WRITTEN REQUEST: Make an exact copy of the listing below.

Pointing dataset excerpts
================================
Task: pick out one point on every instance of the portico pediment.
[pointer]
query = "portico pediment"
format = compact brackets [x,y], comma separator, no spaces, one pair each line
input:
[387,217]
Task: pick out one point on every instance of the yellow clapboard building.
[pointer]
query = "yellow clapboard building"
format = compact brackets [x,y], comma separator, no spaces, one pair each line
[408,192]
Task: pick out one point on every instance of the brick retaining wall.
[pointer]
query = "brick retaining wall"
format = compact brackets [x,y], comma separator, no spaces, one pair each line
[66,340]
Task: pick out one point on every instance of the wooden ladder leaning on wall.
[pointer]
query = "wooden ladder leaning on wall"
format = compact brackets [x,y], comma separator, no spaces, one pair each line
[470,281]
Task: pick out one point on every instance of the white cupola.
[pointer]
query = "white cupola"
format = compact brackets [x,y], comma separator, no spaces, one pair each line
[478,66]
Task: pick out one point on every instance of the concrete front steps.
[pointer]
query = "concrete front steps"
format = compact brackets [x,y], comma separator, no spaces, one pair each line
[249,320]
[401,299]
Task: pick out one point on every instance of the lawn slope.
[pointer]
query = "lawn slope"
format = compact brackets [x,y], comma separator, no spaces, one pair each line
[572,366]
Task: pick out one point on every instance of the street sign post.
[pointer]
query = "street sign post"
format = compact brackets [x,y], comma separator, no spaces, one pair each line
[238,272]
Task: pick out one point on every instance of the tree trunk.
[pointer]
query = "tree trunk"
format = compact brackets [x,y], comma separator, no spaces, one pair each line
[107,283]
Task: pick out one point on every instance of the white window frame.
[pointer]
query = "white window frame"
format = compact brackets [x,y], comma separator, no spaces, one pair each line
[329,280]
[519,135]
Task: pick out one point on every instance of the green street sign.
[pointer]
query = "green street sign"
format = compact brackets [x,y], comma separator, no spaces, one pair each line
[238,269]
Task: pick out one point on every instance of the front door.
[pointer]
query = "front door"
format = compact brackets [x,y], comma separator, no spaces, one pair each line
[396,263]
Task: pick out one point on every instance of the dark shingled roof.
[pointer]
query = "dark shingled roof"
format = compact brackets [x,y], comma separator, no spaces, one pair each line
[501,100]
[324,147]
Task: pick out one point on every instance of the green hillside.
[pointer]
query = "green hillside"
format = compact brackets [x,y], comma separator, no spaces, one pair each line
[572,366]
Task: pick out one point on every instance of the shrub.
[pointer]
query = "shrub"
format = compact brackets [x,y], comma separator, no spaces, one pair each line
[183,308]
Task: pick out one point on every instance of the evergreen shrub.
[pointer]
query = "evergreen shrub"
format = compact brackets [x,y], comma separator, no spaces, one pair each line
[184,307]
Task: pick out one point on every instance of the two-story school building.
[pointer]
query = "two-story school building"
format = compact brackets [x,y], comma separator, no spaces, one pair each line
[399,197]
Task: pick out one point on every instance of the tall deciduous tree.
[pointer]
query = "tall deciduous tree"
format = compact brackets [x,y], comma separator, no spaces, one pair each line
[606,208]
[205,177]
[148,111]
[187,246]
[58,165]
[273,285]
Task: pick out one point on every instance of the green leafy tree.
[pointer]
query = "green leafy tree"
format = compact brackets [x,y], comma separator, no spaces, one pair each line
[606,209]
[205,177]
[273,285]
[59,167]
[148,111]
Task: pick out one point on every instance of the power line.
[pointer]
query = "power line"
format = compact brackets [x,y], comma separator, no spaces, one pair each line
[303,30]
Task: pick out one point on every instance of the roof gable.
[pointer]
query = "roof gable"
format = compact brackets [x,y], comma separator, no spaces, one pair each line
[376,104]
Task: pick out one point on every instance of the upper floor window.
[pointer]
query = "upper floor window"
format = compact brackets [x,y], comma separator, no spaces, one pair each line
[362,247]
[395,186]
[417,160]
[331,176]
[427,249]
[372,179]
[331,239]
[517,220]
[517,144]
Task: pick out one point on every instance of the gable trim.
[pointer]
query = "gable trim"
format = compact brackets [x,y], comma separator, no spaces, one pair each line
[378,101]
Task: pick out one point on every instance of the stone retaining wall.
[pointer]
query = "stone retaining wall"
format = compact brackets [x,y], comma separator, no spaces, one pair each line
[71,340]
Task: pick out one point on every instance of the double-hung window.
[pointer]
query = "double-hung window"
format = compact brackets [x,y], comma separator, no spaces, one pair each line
================================
ANSWER:
Task: pick out one point on every instance of the portico pediment.
[pointer]
query = "portico pediment"
format = compact brackets [x,y], comma separator, no spaces, one pair each line
input:
[387,217]
Task: pick out one point on every instance of the yellow clapboard building.
[pointer]
query = "yellow clapboard building"
format = compact brackets [x,y], comma separator, no spaces, one pair each line
[408,192]
Task: pick out one point on every instance of the brick retaining wall.
[pointer]
query = "brick retaining wall"
format = compact brackets [x,y], comma separator, no spaces, one pair each line
[66,340]
Task: pick out one point on every instance of the wooden ladder leaning on wall.
[pointer]
query = "wooden ladder leaning on wall"
format = compact brackets [x,y], comma separator, no spaces, one pair each line
[470,281]
Task: pick out one point on every instance of the white cupola.
[pointer]
query = "white cupola"
format = compact brackets [x,y], comma separator, no spaces, one pair each line
[478,66]
Task: pick out one point on every instance of the concrete front steps.
[pointer]
query = "concrete front steps"
format = compact brackets [x,y], comma separator, no spaces, one pair each line
[249,320]
[401,299]
Task: pick out one point on every instance of the lawn slope.
[pointer]
query = "lawn slope"
format = compact brackets [x,y], comma separator, no spaces, one pair each line
[572,366]
Task: pick out one point on every instance of the street sign post.
[pointer]
query = "street sign post"
format = compact brackets [x,y], comma separator, no spaces, one pair each line
[238,272]
Task: pick out one point on every instance of the tree trunk.
[pointer]
query = "tree trunk"
format = compact brackets [x,y], comma separator, no spaces, one pair each line
[107,283]
Task: pick out one point on every instance of the white window frame.
[pointer]
query = "white window frame"
format = compact brackets [x,y], comma separator, no spaces, one pair each line
[329,280]
[519,135]
Task: pick out one point on every instance of the green street sign.
[pointer]
query = "green street sign"
format = compact brackets [x,y], comma separator, no spaces, one pair each line
[238,269]
Task: pick out one point on every instance of the front door.
[pointer]
query = "front door"
format = compact brackets [x,y], comma separator, no spaces, one pair each line
[396,263]
Task: pick out one point on every instance of the dark shingled roof.
[pointer]
query = "dark shingled roof"
format = compact brackets [x,y], comma separator, no spaces, one pair each line
[501,100]
[324,147]
Task: pick out one point on every instance of the green hillside.
[pointer]
query = "green hillside"
format = compact brackets [x,y], comma separator, no spaces, one pair each line
[572,366]
Task: pick out one point on every instance of the shrub.
[pointer]
query = "shrub"
format = compact brackets [x,y], comma separator, no spaces, one pair each line
[183,308]
Task: pick out one point on every instance of the evergreen shrub.
[pointer]
query = "evergreen shrub"
format = compact brackets [x,y], comma separator, no spaces, one pair each line
[184,307]
Task: pick out one point on every instance of the two-story school building.
[pointer]
query = "two-story school building"
format = compact brackets [x,y], comma separator, no spaces, one pair each line
[399,197]
Task: pick out one point on every instance of the tall deciduous tree.
[pointer]
query = "tall deciduous tree"
format = compact brackets [x,y], comma separator, no spaces, one pair each line
[606,208]
[205,177]
[148,111]
[187,246]
[58,165]
[273,285]
Task: pick out one point on every instance of the green leafy tree.
[pointer]
query = "green leafy tree"
format = compact brackets [x,y], comma separator, no spaces, one pair each line
[606,209]
[205,177]
[273,285]
[59,167]
[148,111]
Task: pick out one point on every instance of the power line.
[pointer]
query = "power line"
format = compact brackets [x,y], comma separator, no spaces, one pair each line
[303,30]
Task: pick out one point on every instance of the roof gable.
[pointer]
query = "roof gable"
format = compact brackets [x,y], comma separator, no spaces, one pair each line
[376,104]
Task: pick out one point on every instance of the upper floor window.
[pointer]
query = "upper floor window"
format = compact brackets [x,y], comma separator, no spaces, one pair each line
[362,247]
[395,186]
[417,160]
[331,176]
[427,249]
[372,179]
[331,239]
[517,220]
[517,144]
Task: pick out one point on every instance of the gable trim.
[pointer]
query = "gable trim"
format = compact brackets [x,y], comma separator, no spaces, one pair each line
[378,101]
Task: pick out one point on every instance of the stone retaining wall.
[pointer]
query = "stone retaining wall"
format = compact brackets [x,y], comma separator, no spaces, one pair each line
[71,340]
Task: pick out one point on every instance of the double-hung window.
[pointer]
query = "double-hung window"
format = compact brackets [x,y], comma separator, no spaces, one pair each line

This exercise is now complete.